Aim of the exercise:
Output the line that contains "Task: Where can the tree" and every line after it to the end of the entries, with nothing added or left out.

Collected data entries
┄┄┄┄┄┄┄┄┄┄┄┄┄┄┄┄┄┄┄┄

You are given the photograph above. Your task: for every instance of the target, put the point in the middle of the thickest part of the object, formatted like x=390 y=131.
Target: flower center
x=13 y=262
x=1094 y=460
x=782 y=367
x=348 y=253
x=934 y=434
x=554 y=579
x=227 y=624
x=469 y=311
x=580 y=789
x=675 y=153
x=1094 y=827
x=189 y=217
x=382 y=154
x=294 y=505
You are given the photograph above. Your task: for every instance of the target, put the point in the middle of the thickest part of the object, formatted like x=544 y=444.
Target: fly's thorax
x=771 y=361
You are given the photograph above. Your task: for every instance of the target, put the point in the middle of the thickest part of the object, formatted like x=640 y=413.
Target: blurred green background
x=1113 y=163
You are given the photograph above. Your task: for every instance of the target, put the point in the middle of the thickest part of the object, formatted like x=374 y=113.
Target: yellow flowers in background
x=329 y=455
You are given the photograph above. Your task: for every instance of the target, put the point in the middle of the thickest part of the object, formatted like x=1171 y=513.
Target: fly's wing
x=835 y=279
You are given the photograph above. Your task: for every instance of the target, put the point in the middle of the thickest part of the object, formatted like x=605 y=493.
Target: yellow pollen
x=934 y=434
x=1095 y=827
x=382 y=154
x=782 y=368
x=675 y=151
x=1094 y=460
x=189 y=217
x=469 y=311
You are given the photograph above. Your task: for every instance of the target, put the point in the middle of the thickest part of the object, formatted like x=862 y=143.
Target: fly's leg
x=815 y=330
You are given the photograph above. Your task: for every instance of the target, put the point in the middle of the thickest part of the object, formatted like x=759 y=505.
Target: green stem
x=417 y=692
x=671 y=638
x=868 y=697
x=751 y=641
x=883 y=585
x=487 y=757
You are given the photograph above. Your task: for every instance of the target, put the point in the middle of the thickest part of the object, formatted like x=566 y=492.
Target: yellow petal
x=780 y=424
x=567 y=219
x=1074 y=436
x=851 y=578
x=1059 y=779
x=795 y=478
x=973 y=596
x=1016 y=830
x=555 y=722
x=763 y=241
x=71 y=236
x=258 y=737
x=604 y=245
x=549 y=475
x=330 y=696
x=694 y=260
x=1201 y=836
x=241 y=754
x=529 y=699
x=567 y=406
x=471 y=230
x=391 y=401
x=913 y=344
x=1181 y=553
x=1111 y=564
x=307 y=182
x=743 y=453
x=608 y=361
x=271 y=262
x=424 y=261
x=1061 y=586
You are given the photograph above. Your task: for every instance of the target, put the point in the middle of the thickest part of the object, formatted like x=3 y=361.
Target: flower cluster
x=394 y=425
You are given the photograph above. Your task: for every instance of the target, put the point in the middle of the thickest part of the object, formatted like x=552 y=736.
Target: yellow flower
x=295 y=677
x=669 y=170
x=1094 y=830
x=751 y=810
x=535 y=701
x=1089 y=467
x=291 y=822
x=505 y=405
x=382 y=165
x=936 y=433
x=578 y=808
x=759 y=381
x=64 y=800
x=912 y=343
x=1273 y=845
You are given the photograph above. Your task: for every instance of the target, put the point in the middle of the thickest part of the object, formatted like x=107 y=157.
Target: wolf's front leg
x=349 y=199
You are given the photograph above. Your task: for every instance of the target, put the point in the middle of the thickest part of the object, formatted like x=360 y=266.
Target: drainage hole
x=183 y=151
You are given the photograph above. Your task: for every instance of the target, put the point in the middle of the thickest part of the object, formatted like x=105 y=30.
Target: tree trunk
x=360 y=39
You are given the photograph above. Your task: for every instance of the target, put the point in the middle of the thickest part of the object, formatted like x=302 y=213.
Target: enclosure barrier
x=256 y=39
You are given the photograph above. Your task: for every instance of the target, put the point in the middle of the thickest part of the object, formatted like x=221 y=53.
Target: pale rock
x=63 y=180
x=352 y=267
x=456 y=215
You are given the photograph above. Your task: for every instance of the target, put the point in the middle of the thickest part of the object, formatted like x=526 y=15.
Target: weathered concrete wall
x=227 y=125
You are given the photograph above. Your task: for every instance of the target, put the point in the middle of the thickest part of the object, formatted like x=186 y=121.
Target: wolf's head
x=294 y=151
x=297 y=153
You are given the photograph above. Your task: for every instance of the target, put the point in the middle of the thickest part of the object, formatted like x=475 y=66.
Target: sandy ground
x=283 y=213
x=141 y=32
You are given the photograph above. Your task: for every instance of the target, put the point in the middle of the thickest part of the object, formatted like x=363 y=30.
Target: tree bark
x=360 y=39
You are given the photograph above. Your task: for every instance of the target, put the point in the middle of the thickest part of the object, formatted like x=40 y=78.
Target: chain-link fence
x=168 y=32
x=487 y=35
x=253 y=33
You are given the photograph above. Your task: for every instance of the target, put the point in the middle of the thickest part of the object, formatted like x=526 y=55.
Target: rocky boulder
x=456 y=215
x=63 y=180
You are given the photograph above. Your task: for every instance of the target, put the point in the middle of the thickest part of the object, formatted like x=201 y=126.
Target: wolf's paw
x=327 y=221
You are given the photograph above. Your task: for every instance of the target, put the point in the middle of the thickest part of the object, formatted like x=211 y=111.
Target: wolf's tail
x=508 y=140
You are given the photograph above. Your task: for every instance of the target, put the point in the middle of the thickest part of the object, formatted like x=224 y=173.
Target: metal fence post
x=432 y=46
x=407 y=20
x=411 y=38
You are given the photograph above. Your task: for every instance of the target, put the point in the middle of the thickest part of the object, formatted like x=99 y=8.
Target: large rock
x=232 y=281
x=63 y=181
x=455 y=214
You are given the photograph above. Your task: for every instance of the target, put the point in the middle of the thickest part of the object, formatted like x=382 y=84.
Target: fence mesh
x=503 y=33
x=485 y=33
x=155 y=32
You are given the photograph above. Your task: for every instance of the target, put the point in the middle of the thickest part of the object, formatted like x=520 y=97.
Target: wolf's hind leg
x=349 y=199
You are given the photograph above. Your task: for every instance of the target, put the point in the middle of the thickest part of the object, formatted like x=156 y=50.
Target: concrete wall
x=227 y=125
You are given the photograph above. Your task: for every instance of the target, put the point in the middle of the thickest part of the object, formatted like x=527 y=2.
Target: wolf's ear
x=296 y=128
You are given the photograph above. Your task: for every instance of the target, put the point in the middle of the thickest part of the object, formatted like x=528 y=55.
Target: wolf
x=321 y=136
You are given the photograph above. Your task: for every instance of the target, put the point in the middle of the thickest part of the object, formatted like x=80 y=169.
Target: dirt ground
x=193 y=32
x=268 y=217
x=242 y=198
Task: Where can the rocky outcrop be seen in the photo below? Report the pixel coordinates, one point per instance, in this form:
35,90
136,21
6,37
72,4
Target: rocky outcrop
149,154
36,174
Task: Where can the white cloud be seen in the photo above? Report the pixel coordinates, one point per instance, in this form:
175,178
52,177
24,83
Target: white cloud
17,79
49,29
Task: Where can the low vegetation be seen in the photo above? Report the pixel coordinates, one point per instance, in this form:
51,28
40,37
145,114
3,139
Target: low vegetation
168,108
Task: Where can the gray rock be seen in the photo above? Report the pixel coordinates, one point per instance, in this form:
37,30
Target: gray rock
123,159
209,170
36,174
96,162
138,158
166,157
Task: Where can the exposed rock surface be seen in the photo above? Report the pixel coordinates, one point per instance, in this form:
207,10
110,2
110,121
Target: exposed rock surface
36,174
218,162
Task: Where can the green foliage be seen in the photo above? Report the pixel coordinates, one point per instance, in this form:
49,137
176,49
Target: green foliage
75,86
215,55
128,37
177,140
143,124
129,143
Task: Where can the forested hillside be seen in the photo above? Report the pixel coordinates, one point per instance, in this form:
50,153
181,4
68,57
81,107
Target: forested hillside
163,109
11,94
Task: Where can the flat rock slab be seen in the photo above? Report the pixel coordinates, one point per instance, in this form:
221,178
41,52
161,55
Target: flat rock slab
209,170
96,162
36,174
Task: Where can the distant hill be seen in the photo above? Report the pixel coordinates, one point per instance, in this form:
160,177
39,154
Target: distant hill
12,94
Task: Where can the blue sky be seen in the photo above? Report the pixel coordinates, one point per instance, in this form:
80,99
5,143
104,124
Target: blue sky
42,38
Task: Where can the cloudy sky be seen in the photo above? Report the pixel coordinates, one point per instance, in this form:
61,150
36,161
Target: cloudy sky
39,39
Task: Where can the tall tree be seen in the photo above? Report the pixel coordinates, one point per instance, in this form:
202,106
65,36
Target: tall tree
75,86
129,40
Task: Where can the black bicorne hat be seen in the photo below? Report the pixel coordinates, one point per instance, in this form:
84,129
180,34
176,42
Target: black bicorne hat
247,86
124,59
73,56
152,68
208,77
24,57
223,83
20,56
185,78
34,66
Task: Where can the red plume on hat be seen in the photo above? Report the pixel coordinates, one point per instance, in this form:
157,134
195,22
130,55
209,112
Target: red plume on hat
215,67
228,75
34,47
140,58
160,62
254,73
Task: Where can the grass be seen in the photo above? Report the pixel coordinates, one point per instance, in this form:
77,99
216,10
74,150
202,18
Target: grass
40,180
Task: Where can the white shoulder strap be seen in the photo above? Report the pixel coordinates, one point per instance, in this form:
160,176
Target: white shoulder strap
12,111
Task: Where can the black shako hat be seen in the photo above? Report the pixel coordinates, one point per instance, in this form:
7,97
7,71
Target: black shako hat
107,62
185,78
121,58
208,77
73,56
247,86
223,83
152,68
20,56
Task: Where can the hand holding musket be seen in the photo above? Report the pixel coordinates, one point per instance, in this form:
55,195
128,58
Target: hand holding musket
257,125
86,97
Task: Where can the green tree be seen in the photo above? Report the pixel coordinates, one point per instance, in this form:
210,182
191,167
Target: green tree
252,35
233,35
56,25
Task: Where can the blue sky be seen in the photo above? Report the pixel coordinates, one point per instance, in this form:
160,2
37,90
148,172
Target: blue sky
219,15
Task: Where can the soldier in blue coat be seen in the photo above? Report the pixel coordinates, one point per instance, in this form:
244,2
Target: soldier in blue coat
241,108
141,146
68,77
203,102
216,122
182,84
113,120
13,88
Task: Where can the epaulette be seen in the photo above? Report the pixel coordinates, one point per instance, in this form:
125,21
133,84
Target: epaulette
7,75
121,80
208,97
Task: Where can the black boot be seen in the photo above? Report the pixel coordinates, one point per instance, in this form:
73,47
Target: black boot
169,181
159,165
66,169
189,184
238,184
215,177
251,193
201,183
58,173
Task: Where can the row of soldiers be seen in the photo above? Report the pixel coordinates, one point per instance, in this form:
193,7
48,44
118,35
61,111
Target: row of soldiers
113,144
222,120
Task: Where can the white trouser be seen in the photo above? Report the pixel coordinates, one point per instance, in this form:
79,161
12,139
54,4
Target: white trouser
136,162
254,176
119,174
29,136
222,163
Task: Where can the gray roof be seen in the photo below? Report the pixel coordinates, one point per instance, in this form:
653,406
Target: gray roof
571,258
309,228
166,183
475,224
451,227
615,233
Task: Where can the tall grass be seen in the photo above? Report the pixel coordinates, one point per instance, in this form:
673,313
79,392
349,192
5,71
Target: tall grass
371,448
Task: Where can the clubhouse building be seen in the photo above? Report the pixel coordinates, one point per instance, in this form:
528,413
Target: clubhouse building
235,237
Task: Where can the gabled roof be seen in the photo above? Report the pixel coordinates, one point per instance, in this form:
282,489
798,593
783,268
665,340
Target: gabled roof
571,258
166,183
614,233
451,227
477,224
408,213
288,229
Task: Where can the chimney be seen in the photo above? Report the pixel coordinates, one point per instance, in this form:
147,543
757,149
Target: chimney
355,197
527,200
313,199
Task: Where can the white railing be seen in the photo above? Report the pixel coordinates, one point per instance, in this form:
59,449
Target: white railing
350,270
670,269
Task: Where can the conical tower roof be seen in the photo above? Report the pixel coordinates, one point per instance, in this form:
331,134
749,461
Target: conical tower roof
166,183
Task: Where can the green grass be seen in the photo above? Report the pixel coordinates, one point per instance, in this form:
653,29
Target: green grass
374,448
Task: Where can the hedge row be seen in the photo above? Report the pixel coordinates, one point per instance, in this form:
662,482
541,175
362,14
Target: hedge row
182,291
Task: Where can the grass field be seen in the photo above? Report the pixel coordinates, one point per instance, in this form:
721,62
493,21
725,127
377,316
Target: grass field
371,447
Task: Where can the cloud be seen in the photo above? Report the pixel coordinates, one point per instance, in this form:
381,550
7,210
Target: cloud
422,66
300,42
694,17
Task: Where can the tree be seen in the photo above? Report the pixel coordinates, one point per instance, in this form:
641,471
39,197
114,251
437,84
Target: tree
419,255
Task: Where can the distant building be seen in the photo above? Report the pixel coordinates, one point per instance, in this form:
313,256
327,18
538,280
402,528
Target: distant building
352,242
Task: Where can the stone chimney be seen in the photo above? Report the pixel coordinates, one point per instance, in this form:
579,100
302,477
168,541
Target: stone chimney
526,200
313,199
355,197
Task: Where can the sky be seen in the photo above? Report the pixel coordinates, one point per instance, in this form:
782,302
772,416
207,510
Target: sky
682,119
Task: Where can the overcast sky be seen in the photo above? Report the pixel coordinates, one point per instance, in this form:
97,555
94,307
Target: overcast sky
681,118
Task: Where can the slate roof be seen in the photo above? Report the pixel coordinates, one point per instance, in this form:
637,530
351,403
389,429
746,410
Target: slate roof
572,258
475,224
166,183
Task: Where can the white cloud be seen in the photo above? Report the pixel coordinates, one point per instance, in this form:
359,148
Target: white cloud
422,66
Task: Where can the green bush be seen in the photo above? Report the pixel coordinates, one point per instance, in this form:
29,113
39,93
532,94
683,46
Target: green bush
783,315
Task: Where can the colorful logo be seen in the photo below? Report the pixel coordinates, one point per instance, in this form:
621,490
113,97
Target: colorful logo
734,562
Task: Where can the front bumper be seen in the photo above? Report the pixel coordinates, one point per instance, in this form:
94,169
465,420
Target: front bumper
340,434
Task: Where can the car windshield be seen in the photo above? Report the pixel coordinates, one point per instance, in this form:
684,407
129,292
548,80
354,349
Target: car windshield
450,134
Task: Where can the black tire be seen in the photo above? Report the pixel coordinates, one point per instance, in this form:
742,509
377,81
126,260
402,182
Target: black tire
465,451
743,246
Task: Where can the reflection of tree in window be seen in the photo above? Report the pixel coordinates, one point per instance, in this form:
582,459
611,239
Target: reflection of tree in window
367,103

┄┄┄┄┄┄┄┄┄┄┄┄┄┄┄┄┄┄┄┄

Written answer:
Task: Where can the tree be seen in the photo above? Report the pixel coordinates, one point per instance, in this form:
641,471
39,197
114,251
437,84
Target: tree
419,255
Task: Where can the distant building be seen in the photo above? Report the pixel coordinates, one point per instance, in this form:
313,256
327,18
538,280
402,528
Target: distant building
352,242
Task: Where can the stone chimney be seen in the photo above? Report the pixel coordinates, one point per instance, in this form:
579,100
302,477
168,541
Target: stone chimney
526,200
313,199
355,197
Task: Where can the sky be seen in the photo above? Report the pixel coordinates, one point per instance, in this form:
782,302
772,416
207,510
Target: sky
682,119
Task: Where can the overcast sky be seen in the photo above? Report the pixel coordinates, one point per instance, in this form:
97,555
94,307
Target: overcast sky
681,118
Task: Where can the slate roof be seen in the photo above? Report the pixel coordinates, one point per instance, in this form:
637,530
351,403
389,429
746,410
Target: slate roof
572,258
475,224
166,183
Task: Where can the white cloud be seen in the photo above? Report the pixel coordinates, one point per instance, in this form:
359,148
Target: white cloud
422,66
Task: Where can the green bush be seen in the photo above? Report the pixel coordinates, one point per instance, in this form:
29,113
39,93
532,94
683,46
Target: green bush
783,315
Task: Where can the colorful logo be seen in the photo below? Report the pixel coordinates, one point per instance, in this form:
621,490
113,97
Target: colorful logo
734,562
Task: Where can the front bumper be seen in the photo above? Report the pixel coordinates, one point per instance, in this form:
94,169
465,420
Target: front bumper
340,434
Task: Where can the car windshield be seen in the photo above? Report the pixel coordinates, one point per instance, in this form:
684,407
129,292
548,80
354,349
Target: car windshield
450,134
Task: Where can the black tire be seen in the photo above? Report the pixel coordinates, one point per instance, in this form:
742,509
377,81
126,260
402,182
Target: black tire
465,451
743,246
Task: Where can the reflection of tree in window be seen in the photo above? Report the pixel coordinates, one point per instance, in this form:
582,459
611,239
Target: reflection of tree in window
367,103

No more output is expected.